• _What you will do_:
Count the lines in the material below that contain the string "wall", treating uppercase and lowercase as distinct. Output only the count.
┌─ Records for this exercise
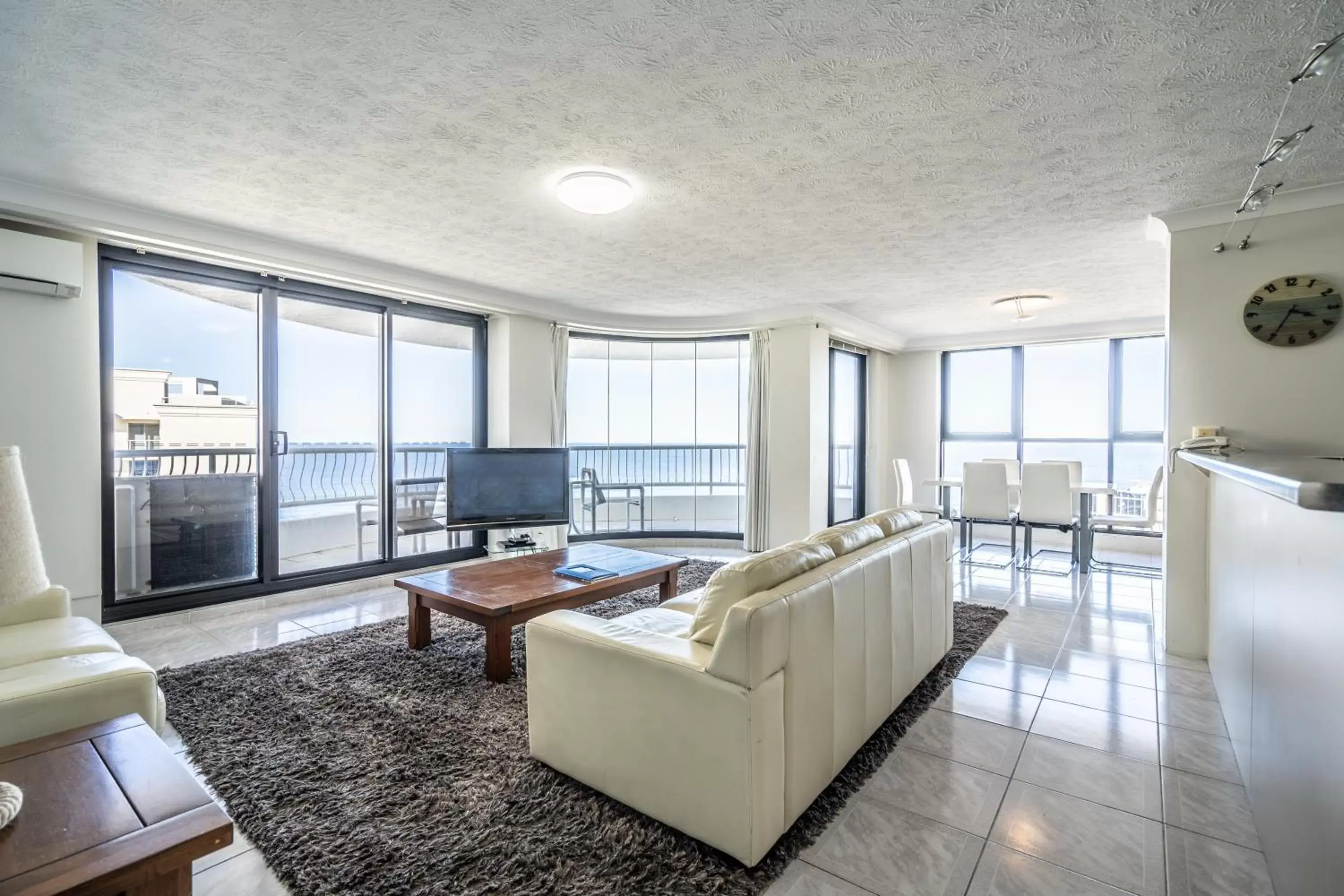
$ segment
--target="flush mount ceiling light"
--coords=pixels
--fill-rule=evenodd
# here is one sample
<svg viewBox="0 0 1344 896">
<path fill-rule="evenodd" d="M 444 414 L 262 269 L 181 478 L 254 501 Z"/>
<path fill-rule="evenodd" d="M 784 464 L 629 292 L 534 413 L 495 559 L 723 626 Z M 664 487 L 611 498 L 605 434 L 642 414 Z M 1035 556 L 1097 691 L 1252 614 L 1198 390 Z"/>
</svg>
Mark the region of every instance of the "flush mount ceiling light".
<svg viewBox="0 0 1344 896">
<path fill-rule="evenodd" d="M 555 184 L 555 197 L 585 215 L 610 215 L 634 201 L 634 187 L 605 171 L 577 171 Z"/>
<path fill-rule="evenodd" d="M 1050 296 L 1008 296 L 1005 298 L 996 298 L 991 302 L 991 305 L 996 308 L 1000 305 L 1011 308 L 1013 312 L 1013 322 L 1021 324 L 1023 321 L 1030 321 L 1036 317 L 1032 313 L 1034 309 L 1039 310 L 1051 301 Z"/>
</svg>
└─
┌─ Records for this exercise
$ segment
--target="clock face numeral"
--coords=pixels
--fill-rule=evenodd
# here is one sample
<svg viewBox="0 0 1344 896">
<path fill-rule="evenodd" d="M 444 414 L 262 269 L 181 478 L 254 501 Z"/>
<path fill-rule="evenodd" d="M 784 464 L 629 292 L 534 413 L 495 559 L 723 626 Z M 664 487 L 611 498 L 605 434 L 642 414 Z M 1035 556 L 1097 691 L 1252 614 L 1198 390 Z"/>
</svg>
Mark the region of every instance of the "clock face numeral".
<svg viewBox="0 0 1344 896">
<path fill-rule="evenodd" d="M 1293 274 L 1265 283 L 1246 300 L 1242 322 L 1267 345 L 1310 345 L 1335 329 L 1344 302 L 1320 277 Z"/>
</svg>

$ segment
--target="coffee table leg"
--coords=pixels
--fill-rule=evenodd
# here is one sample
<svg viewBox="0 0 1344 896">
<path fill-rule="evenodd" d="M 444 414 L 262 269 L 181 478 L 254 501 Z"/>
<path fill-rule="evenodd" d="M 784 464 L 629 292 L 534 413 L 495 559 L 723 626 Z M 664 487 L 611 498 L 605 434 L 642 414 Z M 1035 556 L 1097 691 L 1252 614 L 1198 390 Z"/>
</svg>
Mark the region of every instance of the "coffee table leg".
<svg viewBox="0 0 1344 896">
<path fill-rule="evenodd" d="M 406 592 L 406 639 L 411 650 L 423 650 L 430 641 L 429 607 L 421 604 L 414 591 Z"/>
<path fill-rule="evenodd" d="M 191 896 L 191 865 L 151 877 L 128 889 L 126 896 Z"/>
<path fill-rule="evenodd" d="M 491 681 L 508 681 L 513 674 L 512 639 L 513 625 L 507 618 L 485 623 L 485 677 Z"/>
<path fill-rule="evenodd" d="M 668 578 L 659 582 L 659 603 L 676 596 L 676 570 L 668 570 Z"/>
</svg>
└─
┌─ Records for this exercise
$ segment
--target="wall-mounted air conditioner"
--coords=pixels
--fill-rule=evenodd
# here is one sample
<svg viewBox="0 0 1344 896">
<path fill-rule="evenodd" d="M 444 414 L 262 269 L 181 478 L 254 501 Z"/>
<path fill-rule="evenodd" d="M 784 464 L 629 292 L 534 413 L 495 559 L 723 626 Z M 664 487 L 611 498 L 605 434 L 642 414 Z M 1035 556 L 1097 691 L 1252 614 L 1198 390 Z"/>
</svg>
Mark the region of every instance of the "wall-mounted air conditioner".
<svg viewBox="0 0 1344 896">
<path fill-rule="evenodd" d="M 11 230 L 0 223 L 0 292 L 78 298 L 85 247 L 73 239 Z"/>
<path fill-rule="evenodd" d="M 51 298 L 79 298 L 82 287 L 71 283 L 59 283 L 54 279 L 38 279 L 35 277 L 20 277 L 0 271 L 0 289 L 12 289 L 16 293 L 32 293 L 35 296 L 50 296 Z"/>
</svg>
└─
• _Exercise answer_:
2